> [Instruction] Rewrite the part of the entries that opens with the line containing "Practice step: pick out every instance of the bar stool legs" and closes with the line containing "[(324, 216)]", changing every "Target" to "Object" and leaving all else as it stands. Give only those lines.

> [Extracted material]
· · · · · · ·
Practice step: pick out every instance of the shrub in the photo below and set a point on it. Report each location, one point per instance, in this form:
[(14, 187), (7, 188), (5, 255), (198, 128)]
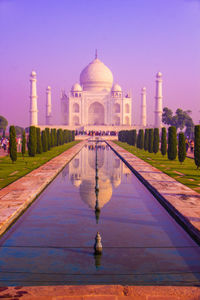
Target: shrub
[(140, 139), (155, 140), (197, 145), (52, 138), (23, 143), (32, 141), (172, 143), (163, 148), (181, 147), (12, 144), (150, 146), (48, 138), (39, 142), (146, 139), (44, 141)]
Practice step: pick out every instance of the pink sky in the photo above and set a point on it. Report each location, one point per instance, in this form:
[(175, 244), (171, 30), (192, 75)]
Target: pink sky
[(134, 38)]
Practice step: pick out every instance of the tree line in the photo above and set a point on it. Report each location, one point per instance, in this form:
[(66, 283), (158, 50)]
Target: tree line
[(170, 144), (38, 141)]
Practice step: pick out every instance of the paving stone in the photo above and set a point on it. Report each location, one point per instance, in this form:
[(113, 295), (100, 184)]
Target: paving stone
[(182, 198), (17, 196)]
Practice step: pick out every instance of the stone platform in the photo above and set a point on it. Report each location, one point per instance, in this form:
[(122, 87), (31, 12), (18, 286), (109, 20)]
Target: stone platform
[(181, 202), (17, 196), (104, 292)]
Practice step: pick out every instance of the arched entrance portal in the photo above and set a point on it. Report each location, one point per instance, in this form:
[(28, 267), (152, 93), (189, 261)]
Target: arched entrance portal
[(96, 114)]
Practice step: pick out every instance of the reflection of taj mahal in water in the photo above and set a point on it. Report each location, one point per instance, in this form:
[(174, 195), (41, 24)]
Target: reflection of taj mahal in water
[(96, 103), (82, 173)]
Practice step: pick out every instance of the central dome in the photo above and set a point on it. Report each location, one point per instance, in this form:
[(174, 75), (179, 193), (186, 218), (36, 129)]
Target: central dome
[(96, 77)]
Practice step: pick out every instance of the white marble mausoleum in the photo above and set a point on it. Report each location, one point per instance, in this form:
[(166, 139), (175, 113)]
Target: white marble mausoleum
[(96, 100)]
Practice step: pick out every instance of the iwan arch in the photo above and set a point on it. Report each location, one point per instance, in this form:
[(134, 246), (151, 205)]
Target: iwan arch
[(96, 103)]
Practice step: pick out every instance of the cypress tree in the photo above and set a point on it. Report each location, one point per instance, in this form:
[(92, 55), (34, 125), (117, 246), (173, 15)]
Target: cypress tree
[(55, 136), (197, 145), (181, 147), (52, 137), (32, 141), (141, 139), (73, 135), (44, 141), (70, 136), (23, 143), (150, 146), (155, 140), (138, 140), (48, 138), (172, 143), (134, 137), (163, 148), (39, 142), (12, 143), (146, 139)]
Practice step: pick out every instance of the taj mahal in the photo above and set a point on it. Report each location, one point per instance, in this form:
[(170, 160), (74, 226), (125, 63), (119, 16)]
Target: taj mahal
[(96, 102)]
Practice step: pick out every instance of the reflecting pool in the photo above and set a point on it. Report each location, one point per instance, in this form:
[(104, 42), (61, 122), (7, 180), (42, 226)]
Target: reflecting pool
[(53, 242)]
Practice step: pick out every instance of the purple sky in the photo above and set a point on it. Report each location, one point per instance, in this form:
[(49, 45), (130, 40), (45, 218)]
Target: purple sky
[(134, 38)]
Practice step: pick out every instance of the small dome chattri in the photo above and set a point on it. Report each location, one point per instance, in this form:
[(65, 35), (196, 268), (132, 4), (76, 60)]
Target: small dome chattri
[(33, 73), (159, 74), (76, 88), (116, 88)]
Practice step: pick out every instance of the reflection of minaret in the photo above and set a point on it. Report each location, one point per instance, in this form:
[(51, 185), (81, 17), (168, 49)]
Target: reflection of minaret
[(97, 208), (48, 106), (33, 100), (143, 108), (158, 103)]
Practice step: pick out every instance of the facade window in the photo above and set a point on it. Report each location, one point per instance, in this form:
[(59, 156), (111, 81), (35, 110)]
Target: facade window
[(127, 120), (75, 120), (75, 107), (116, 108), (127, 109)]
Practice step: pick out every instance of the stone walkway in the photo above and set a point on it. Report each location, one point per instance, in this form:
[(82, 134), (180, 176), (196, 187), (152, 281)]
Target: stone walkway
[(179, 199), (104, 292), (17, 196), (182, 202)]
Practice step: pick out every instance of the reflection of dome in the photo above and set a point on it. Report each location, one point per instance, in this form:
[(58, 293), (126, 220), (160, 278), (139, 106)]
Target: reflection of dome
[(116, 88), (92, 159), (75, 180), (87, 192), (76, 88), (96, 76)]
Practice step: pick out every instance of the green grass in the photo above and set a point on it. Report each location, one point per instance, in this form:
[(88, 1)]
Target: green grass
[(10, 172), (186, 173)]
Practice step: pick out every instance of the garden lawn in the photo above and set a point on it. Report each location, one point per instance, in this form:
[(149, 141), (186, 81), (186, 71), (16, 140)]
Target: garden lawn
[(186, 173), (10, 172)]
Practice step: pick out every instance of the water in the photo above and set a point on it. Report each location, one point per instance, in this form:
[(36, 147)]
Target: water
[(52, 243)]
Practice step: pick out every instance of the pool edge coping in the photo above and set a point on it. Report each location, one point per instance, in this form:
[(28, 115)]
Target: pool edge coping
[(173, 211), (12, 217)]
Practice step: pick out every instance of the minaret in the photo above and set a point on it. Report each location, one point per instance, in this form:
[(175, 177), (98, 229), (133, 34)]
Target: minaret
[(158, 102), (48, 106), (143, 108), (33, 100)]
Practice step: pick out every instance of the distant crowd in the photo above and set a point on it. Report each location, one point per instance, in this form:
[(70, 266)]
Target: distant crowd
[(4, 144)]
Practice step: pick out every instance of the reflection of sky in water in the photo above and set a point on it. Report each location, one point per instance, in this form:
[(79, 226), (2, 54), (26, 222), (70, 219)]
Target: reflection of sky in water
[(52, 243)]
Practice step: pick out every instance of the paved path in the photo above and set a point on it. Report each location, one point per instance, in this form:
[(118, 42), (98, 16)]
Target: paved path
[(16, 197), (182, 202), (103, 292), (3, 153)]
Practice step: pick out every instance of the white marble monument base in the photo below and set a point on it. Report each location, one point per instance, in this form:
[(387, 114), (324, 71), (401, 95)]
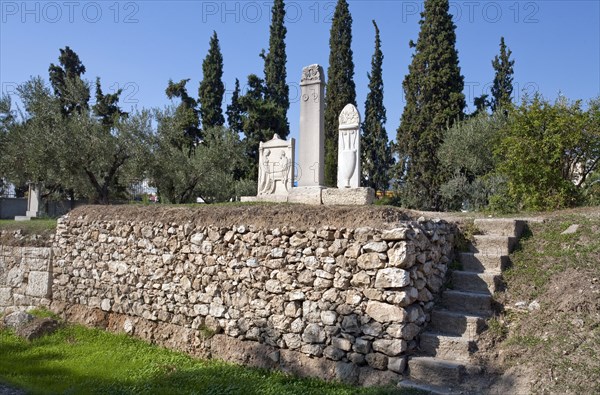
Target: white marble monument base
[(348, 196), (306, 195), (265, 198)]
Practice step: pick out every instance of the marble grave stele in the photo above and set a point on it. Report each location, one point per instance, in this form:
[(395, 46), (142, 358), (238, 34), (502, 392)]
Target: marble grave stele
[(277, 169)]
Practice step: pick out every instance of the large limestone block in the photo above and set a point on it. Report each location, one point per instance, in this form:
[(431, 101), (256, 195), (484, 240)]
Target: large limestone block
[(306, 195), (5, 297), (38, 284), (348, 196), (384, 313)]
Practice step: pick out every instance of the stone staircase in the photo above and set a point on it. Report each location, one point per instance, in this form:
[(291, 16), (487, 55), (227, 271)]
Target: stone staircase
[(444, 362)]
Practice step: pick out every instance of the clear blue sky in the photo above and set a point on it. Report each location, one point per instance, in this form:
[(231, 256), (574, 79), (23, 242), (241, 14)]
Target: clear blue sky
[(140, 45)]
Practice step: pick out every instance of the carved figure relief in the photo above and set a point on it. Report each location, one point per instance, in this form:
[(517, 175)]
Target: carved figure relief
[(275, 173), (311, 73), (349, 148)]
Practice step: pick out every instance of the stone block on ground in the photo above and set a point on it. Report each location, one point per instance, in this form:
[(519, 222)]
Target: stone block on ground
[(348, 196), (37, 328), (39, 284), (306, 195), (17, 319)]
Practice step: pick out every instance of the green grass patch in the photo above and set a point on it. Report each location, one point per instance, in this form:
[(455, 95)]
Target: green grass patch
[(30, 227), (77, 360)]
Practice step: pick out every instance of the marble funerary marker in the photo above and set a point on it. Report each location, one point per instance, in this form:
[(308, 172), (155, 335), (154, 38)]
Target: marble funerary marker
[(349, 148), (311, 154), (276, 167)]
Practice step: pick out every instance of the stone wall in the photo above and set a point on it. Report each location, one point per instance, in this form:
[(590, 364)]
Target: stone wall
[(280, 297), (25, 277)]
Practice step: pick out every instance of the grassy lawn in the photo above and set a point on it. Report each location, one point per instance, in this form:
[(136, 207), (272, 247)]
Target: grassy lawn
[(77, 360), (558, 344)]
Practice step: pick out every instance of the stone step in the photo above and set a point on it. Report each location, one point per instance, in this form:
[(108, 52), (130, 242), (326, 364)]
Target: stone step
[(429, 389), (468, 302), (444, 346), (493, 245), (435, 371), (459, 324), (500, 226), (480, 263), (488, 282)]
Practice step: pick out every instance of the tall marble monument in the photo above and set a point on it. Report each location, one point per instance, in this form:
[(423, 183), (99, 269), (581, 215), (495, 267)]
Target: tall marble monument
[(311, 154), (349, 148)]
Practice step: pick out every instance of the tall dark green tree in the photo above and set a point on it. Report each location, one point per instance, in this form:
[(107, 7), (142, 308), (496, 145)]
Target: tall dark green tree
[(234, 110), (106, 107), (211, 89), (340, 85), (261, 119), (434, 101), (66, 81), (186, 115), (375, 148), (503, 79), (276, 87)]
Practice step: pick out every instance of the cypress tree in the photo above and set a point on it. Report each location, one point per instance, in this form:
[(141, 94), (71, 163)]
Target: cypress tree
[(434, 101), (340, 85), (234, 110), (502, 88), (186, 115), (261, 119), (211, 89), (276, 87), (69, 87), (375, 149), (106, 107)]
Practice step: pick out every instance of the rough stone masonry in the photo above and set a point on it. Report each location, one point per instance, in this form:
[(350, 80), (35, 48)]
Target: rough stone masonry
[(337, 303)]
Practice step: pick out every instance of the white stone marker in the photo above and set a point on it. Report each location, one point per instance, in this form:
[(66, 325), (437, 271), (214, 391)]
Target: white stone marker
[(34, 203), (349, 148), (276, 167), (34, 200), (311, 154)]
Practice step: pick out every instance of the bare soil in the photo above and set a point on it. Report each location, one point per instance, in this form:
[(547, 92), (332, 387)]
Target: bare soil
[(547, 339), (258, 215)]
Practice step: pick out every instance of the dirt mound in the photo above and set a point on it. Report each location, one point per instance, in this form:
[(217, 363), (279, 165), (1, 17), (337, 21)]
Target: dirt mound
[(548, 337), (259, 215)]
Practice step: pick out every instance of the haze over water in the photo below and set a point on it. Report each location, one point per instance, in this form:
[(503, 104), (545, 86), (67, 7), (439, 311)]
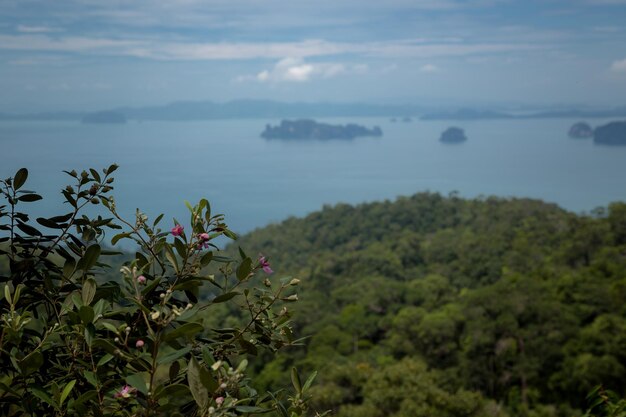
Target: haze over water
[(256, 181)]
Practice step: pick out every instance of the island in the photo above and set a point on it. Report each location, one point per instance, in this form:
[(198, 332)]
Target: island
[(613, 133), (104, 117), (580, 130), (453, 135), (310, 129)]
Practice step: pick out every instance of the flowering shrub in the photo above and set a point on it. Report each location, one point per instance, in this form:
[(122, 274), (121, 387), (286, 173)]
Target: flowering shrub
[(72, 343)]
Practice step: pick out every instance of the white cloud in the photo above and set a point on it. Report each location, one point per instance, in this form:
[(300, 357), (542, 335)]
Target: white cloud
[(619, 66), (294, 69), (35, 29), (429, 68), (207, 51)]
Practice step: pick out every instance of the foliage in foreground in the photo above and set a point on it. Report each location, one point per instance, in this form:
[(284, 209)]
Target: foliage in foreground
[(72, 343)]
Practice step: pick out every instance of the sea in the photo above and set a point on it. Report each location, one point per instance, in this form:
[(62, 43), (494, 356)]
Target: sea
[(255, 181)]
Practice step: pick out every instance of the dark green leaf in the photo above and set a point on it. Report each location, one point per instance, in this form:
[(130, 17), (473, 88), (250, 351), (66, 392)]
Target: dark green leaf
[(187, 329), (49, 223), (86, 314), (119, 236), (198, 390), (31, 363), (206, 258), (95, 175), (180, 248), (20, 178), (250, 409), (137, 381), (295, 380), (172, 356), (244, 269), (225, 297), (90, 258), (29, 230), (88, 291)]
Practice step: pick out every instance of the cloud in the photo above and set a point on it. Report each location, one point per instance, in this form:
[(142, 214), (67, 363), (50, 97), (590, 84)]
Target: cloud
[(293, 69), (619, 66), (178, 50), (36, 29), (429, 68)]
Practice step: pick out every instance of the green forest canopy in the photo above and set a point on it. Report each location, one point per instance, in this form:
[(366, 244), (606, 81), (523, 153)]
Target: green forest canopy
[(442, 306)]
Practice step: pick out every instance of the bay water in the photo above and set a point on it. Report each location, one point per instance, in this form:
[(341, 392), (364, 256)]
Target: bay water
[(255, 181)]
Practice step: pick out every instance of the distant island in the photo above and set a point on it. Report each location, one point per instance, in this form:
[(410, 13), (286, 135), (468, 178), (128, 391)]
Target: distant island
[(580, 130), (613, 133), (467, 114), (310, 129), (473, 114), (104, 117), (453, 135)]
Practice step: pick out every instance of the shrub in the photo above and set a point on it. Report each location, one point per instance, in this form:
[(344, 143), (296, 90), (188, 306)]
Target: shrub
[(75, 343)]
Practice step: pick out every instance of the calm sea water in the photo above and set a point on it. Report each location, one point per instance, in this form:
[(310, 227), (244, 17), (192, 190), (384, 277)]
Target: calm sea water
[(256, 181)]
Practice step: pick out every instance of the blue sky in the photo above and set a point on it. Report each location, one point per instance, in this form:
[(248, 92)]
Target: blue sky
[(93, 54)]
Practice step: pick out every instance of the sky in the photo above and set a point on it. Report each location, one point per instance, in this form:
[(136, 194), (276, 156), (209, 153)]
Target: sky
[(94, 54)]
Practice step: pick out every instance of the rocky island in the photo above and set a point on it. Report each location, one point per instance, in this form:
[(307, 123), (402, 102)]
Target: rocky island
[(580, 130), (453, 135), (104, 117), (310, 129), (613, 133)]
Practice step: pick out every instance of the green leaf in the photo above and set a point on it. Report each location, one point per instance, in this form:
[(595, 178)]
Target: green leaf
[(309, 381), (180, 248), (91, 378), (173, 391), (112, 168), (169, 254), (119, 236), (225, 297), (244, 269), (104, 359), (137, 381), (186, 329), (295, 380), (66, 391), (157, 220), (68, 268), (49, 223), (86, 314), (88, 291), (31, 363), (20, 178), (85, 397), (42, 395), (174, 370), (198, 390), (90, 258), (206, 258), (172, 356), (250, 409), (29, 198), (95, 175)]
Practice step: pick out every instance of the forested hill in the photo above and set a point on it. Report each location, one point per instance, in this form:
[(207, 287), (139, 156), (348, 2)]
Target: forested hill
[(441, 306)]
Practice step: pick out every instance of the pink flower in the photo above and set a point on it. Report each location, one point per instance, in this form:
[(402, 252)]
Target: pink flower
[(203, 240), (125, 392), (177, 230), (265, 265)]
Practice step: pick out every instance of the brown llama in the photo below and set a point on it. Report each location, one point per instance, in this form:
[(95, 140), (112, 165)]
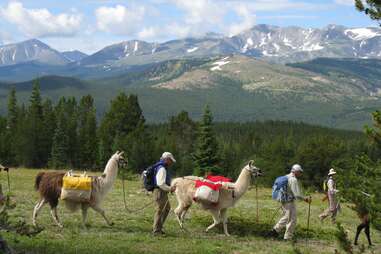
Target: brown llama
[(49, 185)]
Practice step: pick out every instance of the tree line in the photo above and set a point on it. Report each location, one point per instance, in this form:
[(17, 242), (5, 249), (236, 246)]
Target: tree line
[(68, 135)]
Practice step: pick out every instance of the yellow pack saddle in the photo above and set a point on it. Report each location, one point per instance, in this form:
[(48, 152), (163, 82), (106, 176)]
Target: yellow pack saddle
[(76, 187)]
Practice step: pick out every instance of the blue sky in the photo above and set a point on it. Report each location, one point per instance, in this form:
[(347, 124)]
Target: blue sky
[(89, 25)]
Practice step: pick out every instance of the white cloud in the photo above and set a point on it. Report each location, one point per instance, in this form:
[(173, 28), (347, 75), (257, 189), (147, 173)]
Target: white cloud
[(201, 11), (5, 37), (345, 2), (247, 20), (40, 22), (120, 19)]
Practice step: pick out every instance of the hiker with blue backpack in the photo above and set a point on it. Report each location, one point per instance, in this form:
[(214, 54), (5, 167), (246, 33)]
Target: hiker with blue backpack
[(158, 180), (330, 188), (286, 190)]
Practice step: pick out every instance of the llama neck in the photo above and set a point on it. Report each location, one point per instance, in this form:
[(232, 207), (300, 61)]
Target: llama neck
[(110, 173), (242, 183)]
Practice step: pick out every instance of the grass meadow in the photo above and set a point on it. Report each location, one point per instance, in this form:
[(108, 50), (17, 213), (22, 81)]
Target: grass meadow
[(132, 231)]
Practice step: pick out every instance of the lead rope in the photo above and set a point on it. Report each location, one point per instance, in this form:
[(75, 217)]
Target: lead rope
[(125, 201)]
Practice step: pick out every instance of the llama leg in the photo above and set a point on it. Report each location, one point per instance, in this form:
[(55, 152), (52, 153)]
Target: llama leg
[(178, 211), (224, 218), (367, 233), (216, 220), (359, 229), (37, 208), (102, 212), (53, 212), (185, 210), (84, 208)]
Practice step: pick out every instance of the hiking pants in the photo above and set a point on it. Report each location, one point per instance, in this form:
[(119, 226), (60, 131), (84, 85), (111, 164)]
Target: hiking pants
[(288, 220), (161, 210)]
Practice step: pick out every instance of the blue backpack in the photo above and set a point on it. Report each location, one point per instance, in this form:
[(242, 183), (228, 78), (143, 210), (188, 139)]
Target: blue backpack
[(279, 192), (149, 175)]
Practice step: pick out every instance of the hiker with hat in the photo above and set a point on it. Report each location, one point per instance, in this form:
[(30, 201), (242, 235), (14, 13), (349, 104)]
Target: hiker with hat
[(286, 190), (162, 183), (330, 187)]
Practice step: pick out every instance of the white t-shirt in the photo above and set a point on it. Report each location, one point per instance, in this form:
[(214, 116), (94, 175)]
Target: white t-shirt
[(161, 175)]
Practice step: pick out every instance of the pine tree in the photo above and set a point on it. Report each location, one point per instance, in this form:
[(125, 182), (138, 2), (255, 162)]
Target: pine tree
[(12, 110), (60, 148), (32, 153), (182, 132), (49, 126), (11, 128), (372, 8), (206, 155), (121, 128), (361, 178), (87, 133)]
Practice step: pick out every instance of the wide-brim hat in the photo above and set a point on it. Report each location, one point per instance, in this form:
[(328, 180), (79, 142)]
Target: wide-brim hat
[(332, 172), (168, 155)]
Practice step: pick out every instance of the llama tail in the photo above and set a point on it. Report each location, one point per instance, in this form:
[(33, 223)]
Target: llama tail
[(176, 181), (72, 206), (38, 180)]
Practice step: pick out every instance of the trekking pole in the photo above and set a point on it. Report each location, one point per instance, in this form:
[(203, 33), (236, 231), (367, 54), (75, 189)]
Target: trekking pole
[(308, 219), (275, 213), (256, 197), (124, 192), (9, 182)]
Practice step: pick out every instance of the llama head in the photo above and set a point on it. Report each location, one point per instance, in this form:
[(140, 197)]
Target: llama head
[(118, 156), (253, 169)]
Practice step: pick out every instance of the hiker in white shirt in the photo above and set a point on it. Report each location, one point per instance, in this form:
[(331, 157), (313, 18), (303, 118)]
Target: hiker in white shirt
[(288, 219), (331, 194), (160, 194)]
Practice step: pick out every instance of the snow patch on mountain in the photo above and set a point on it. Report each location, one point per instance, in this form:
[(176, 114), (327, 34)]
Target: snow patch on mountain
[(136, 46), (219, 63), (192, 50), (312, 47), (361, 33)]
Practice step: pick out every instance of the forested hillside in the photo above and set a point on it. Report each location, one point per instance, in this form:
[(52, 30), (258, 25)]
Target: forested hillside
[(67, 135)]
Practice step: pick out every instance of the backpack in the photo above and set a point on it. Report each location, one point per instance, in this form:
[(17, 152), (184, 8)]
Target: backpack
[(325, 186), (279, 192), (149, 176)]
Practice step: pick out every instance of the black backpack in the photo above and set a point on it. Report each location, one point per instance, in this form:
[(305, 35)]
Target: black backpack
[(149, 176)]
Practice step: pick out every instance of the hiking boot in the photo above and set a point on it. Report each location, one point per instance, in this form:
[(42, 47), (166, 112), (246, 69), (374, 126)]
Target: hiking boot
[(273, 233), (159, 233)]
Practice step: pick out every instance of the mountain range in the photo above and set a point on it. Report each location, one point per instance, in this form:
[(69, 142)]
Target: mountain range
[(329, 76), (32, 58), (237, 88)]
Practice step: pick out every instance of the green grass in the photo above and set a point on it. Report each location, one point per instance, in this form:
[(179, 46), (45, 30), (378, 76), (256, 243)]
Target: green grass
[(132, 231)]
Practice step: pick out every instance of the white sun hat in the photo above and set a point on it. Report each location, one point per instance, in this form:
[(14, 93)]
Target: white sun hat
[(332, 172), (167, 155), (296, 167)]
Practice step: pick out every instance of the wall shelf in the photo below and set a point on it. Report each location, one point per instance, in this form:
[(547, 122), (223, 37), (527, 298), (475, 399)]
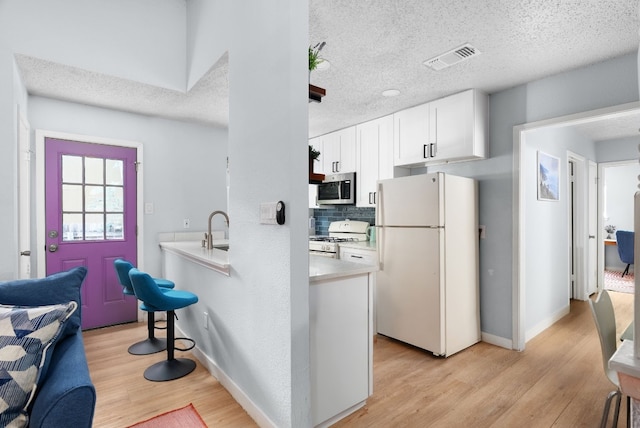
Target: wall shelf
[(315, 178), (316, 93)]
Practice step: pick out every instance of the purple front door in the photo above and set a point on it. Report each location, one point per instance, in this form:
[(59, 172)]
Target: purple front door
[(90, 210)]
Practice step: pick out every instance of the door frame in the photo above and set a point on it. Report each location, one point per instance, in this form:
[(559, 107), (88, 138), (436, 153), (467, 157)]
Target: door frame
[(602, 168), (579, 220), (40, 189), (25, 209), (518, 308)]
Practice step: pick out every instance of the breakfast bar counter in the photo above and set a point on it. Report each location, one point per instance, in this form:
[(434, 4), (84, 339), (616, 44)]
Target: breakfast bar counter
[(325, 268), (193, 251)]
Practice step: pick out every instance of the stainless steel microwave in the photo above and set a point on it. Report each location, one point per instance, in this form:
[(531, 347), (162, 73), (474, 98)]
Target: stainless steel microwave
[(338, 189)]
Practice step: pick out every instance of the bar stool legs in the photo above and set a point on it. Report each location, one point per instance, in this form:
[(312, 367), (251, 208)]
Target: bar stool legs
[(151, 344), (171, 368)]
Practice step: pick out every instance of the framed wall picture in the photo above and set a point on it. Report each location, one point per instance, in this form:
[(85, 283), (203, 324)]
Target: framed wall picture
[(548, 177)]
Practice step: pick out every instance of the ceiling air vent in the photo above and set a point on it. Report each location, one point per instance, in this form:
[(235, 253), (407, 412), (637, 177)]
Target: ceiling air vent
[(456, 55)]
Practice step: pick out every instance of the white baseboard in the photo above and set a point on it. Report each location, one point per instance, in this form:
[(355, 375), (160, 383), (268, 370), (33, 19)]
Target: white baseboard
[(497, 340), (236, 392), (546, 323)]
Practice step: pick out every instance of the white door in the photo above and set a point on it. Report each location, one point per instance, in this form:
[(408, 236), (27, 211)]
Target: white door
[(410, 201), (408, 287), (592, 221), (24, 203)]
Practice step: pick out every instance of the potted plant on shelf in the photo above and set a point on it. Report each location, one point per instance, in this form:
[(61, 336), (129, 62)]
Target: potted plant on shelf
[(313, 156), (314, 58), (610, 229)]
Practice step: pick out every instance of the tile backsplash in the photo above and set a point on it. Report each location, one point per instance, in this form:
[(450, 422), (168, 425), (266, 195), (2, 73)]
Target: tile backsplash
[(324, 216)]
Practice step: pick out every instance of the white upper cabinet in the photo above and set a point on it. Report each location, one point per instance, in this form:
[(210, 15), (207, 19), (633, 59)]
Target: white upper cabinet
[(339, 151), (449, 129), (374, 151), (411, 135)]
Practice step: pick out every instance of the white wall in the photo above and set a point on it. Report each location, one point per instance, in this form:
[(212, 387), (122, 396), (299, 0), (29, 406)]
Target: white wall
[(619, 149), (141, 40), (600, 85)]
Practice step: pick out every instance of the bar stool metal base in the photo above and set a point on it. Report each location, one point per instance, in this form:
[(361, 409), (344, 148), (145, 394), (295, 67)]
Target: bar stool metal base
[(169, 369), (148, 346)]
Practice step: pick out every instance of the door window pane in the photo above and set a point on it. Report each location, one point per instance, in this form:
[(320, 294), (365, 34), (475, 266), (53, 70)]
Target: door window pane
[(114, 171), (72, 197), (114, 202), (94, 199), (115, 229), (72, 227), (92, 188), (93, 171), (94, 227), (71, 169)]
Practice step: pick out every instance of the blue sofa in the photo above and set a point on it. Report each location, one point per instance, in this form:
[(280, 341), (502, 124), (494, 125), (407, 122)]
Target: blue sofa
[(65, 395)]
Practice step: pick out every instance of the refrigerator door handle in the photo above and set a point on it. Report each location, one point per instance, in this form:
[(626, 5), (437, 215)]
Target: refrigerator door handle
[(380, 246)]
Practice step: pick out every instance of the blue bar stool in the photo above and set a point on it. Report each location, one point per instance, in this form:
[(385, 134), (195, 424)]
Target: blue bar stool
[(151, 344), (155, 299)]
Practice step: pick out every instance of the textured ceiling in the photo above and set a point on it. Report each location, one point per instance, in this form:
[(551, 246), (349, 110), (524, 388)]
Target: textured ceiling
· · · · · · ·
> [Response below]
Practice step: pick out every instance of the bar stool legs in the photo above and set a point on it. Report each location, one point per instance, in this form:
[(312, 367), (251, 208)]
Object: bar stool legs
[(151, 344), (171, 368)]
Practice step: pick out every instance of the framed wall picture in the photo above and set a point on it. Report each location, one point per instance, in this form:
[(85, 283), (203, 324)]
Object: framed wall picture
[(548, 177)]
Practice step: pick out every instance of the ceiling air vent in the photo above and set a point on it. Report each location, one point per instance, in this form:
[(235, 253), (407, 412), (637, 177)]
Object: ceiling air vent
[(456, 55)]
Practice step: pick out every instance of the white baseboard in the photo above and set a point on it. Report each location, one point per instance, in this form:
[(355, 375), (160, 383), (268, 370), (33, 19)]
Object: white baseboard
[(497, 340), (236, 392), (546, 323)]
Practice step: pick out every instance of the white door in the photo above and set a point on it. Report each location, one point per instance, in this form:
[(408, 236), (27, 211)]
Object: white door
[(410, 201), (408, 287), (592, 221), (24, 203)]
Practice step: pick out every instance of the potted plant on shelf in the photo above and set a point on it. Report each location, one point per instance, in this form:
[(61, 336), (129, 62)]
Object: potted plant on shelf
[(313, 156), (314, 58), (610, 229)]
Practice step: pick out every instance of the tile backsplash in the photo above and set a point on it. Report each location, one point per instance, in this form:
[(450, 422), (168, 425), (266, 195), (2, 73)]
Object: tile backsplash
[(324, 216)]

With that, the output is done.